Supplied data ->
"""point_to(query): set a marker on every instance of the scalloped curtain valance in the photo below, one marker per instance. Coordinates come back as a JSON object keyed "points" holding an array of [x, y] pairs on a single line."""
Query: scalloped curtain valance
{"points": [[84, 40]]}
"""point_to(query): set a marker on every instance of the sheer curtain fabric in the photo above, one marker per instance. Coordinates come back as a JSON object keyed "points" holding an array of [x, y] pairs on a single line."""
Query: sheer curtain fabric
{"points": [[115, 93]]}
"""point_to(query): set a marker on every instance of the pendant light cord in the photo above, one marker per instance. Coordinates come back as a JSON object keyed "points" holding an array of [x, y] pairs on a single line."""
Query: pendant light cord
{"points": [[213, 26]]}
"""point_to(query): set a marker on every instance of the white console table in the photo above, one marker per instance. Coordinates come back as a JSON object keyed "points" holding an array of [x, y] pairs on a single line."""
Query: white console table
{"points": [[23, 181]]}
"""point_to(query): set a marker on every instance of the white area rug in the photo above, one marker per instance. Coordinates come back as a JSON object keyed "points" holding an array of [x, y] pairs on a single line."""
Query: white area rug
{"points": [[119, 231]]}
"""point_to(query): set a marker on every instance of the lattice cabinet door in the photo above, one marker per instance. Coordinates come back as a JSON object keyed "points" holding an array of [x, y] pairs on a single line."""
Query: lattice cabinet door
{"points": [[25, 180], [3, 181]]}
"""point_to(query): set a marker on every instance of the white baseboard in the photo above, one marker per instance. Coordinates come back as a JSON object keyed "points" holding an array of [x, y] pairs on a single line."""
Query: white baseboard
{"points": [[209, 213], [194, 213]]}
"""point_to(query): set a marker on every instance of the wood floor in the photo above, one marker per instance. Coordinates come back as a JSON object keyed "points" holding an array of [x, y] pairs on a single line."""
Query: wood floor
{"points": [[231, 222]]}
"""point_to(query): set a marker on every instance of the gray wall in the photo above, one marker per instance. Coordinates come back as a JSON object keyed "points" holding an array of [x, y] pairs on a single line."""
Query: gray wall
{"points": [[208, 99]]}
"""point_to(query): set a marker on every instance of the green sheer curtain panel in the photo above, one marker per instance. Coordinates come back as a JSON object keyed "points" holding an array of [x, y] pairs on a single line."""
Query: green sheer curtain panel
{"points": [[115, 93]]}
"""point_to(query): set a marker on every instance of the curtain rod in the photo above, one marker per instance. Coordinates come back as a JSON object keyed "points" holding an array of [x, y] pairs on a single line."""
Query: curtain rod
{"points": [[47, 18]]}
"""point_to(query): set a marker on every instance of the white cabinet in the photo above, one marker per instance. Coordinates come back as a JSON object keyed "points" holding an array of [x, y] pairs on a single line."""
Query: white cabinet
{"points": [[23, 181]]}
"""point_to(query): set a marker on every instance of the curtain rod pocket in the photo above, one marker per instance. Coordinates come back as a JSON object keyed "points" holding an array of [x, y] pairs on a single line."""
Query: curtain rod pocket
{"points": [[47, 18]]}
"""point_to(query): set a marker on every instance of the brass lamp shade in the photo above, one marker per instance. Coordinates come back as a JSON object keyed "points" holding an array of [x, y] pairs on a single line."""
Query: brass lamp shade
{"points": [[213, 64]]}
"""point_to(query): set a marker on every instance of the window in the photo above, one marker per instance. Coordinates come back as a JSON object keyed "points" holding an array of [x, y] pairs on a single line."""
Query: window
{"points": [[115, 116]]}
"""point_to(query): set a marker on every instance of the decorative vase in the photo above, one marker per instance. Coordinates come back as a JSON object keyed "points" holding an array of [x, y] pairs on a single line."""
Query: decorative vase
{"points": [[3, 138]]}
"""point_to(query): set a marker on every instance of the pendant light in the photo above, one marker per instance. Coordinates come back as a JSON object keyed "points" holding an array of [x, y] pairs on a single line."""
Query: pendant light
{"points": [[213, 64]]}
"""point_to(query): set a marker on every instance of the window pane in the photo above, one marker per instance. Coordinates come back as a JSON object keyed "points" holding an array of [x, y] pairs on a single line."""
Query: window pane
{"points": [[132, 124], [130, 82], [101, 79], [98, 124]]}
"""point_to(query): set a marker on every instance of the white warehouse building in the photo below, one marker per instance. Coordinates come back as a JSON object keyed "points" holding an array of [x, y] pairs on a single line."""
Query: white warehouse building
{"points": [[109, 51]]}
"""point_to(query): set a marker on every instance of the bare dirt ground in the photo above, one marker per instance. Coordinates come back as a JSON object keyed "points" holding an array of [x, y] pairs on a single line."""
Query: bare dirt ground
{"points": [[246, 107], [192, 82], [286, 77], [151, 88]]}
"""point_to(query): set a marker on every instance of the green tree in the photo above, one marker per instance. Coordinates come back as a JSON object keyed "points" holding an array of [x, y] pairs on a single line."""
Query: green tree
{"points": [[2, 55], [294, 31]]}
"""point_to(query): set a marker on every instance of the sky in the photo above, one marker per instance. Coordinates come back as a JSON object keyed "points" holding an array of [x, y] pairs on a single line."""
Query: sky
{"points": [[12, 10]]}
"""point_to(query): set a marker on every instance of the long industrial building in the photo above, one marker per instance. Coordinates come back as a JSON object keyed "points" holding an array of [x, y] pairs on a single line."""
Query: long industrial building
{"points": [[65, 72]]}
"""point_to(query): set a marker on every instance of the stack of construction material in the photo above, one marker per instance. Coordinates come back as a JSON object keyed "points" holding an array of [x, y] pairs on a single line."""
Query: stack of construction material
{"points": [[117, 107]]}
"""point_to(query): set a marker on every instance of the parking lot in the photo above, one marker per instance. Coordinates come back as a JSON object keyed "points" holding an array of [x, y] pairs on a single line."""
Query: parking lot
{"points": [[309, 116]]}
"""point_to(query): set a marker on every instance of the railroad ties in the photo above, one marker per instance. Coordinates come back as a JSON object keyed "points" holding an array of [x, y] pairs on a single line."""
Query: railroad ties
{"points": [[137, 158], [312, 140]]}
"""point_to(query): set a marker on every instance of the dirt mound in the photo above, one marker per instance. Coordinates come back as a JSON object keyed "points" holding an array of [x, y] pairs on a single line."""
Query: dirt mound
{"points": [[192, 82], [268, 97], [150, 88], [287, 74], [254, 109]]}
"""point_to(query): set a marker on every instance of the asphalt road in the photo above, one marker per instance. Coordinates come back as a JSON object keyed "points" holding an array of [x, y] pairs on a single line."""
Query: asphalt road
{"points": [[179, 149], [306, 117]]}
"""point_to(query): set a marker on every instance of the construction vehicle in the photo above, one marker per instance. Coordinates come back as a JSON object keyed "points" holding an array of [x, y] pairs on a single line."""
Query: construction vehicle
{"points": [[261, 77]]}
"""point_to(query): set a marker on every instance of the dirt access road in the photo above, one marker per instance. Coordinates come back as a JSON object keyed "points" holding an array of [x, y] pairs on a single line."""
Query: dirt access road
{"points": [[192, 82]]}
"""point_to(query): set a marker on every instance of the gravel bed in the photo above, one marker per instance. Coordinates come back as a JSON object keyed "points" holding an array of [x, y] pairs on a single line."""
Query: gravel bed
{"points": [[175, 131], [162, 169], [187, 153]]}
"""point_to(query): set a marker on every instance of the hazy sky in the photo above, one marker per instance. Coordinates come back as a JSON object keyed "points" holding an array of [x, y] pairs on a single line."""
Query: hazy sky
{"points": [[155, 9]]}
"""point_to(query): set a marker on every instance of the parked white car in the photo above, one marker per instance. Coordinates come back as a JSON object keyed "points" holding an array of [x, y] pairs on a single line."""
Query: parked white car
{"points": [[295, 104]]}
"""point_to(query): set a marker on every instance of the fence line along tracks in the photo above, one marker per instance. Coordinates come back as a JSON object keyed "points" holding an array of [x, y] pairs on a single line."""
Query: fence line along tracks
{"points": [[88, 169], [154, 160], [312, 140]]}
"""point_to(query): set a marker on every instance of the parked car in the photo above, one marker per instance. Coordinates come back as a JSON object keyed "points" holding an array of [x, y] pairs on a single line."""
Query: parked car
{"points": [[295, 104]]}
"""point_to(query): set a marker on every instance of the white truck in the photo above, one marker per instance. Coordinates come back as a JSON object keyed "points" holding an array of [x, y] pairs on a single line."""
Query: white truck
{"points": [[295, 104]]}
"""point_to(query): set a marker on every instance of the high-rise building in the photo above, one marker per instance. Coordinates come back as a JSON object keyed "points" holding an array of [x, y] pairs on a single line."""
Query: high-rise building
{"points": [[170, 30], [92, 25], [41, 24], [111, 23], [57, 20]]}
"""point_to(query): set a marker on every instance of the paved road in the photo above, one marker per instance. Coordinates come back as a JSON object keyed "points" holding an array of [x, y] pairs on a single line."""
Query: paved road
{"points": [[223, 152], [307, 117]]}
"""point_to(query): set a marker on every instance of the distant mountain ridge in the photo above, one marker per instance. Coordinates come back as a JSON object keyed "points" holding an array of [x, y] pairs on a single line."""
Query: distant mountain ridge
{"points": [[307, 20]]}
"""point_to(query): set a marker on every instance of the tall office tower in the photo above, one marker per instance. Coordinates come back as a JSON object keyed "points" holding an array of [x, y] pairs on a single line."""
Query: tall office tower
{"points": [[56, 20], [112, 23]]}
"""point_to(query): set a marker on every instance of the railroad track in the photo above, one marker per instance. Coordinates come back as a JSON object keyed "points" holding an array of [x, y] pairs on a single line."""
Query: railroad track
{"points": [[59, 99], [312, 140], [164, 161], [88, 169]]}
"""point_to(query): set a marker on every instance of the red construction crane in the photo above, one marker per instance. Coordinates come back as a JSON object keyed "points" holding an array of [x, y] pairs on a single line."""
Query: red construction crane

==

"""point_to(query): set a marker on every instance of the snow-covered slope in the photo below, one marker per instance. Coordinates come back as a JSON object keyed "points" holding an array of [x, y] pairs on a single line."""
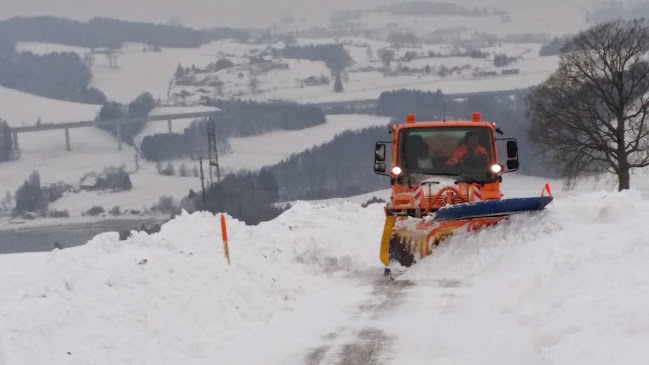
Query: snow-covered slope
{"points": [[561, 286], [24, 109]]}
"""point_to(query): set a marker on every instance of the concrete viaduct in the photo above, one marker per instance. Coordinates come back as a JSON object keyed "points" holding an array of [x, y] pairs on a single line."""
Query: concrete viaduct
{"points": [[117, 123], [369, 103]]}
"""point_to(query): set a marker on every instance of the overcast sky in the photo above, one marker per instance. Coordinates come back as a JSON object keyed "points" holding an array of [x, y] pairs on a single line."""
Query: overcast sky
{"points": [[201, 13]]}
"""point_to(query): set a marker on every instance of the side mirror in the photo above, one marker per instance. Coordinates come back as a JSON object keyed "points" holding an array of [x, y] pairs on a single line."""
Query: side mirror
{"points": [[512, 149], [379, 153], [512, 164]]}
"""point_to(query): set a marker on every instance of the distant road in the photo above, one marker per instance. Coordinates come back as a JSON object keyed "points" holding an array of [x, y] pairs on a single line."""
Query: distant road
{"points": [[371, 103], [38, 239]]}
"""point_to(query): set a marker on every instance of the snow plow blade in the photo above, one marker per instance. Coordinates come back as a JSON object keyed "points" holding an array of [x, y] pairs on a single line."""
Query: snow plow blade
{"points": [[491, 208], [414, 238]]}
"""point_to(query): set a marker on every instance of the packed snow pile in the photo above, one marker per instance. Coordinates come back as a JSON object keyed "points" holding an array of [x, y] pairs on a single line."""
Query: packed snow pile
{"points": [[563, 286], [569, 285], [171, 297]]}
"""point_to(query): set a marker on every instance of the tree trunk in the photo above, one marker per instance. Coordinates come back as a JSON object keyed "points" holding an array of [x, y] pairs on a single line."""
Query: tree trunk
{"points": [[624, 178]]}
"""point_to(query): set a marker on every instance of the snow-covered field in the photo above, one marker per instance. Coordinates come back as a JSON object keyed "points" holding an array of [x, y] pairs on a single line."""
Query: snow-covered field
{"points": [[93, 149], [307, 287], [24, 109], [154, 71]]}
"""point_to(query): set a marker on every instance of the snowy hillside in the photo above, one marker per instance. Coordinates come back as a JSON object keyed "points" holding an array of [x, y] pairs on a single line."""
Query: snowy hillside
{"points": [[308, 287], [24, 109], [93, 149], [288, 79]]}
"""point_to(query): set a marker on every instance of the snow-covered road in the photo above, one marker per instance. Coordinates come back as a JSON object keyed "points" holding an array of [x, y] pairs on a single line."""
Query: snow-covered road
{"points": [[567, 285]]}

Exercise goal -> Take from the material above the lines running from the one with "of the high-rise" through the one with "of the paved", and repeat them exactly, with nothing else.

Expected answer ->
"""point_to(query): set a marker on every instance of the high-rise building in the photo above, one marker per instance. Coordinates come back as a JSON object keyed "points" holding an array of [x, y] pairs on a single line."""
Query: high-rise building
{"points": [[170, 30], [92, 25], [41, 24], [111, 23], [57, 20]]}
"""point_to(query): set a marker on every instance of the paved road in the photo above, one marker per instance. Coordinates come back as a JSON object keyed "points" holding an array of [x, y] pairs on a single line."""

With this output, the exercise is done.